#### TEXT PROVIDED
»»

Gélas is well known for inventing and patenting a guitar design which uses a double top: It is often called a Gélas guitar, or a double-top guitar (or double-resonance-guitar) and was common in the first half of the 20th century.
Gélas was awarded a Gold Medal at the Bordeaux Exhibition in 1907 and a Gold Medal at the Brussels Exhibition in 1910 for his double-top instruments.
The two tops of the instruments have a resonating space between them. The inner top is not parallel to the outer one, such that the guitar can be observed to have a particular tilt. Also, the strings run through the bridge (which is on the inner top) and are attached at the bottom, in such a way that the plucked part of the string before the bridge is at an angle to the part of the string after the bridge. This is achieved by having the plucked part of the string slightly angled to the inner top (in conventional guitar it would be parallel), resulting in a raised tension in the inner top.
The patent was first filed in Paris in 1905; and the patent text is downloadable in French and English.

««

#### SUPPLIED INFORMATION
»»

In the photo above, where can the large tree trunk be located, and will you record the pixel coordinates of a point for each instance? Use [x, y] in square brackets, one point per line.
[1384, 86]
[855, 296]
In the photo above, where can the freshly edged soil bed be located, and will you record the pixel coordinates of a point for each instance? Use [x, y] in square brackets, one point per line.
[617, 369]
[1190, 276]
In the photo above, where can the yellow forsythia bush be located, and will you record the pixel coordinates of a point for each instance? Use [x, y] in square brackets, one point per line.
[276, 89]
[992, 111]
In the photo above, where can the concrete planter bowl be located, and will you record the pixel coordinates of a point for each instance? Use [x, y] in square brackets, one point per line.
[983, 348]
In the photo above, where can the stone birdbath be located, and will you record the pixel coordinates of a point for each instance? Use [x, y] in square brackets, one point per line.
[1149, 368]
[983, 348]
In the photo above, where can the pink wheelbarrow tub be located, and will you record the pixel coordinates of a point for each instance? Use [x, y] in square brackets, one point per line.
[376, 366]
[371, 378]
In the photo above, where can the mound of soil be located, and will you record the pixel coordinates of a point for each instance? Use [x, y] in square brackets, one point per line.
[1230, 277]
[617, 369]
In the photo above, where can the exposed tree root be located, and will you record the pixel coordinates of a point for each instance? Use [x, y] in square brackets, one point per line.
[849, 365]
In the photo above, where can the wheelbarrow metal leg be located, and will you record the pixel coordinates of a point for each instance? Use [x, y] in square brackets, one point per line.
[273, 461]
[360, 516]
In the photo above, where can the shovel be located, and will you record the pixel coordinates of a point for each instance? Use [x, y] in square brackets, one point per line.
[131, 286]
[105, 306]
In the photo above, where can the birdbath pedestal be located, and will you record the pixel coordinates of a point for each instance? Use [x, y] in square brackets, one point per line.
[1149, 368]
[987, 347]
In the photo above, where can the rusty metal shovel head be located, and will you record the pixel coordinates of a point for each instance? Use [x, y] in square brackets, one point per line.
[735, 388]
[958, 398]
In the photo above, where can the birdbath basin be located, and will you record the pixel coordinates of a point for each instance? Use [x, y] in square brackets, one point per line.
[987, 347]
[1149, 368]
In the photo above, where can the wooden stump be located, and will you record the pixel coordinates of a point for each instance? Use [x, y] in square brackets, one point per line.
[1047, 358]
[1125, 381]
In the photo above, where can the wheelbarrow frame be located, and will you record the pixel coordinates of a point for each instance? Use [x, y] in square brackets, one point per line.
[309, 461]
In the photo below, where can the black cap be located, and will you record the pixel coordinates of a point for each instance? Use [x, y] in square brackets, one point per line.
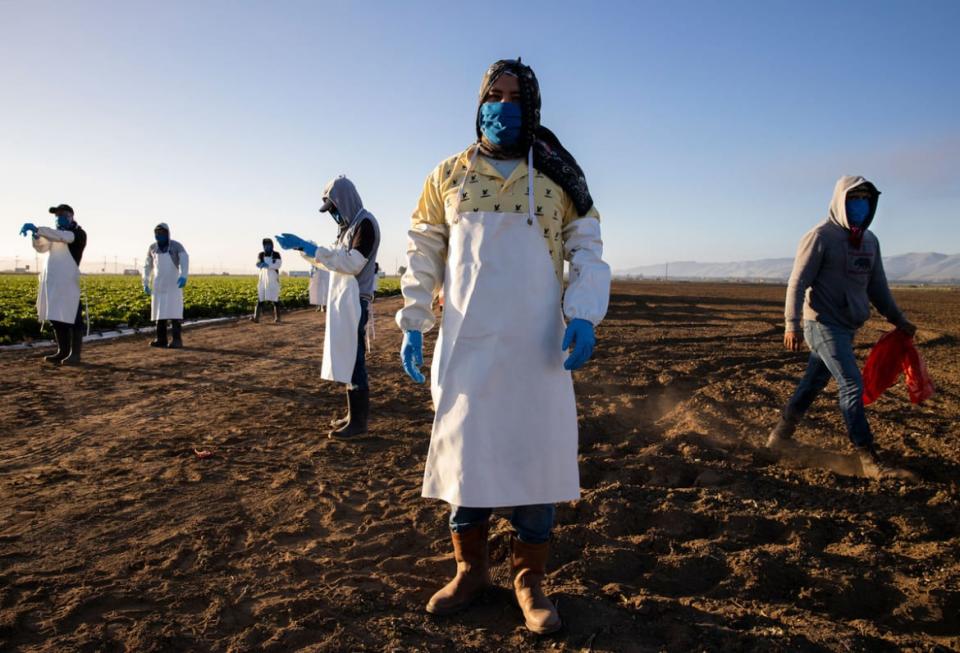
[63, 208]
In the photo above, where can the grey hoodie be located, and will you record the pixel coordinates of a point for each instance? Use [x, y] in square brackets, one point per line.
[834, 281]
[344, 195]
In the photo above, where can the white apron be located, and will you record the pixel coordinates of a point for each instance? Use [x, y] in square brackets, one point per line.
[343, 321]
[58, 295]
[268, 285]
[505, 431]
[166, 299]
[319, 286]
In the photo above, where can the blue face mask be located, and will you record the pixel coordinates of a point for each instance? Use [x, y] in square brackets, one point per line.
[857, 211]
[500, 122]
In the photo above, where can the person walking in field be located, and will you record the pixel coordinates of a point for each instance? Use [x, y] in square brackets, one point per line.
[58, 295]
[837, 274]
[352, 263]
[165, 271]
[268, 282]
[492, 229]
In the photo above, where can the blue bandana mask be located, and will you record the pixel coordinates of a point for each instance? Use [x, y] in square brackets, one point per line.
[500, 122]
[857, 211]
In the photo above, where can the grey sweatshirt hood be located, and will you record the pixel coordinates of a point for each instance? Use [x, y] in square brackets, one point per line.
[838, 204]
[345, 197]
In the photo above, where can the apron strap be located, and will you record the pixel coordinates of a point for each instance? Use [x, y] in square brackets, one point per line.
[531, 214]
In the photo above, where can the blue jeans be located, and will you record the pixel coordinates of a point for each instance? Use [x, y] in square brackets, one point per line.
[532, 523]
[359, 379]
[831, 354]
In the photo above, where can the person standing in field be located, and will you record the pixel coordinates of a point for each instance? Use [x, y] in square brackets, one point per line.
[268, 283]
[352, 263]
[319, 286]
[165, 271]
[837, 274]
[492, 229]
[58, 295]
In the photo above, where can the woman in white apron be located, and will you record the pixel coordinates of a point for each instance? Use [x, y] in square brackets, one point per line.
[319, 287]
[58, 295]
[493, 227]
[165, 273]
[268, 283]
[352, 263]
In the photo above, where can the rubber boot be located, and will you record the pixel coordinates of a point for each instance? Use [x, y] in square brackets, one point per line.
[874, 467]
[359, 402]
[471, 551]
[782, 434]
[61, 335]
[176, 342]
[76, 346]
[529, 562]
[340, 422]
[161, 339]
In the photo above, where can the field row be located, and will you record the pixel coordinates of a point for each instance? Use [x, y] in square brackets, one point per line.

««

Please revise the stretch from "The two tops" through "the inner top." in the double-top guitar text, putting "rear top" wherever "inner top" appears.

#### ANSWER TO THIS EXERCISE
The two tops of the instruments have a resonating space between them. The rear top is not parallel to the outer one, such that the guitar can be observed to have a particular tilt. Also, the strings run through the bridge (which is on the rear top) and are attached at the bottom, in such a way that the plucked part of the string before the bridge is at an angle to the part of the string after the bridge. This is achieved by having the plucked part of the string slightly angled to the rear top (in conventional guitar it would be parallel), resulting in a raised tension in the rear top.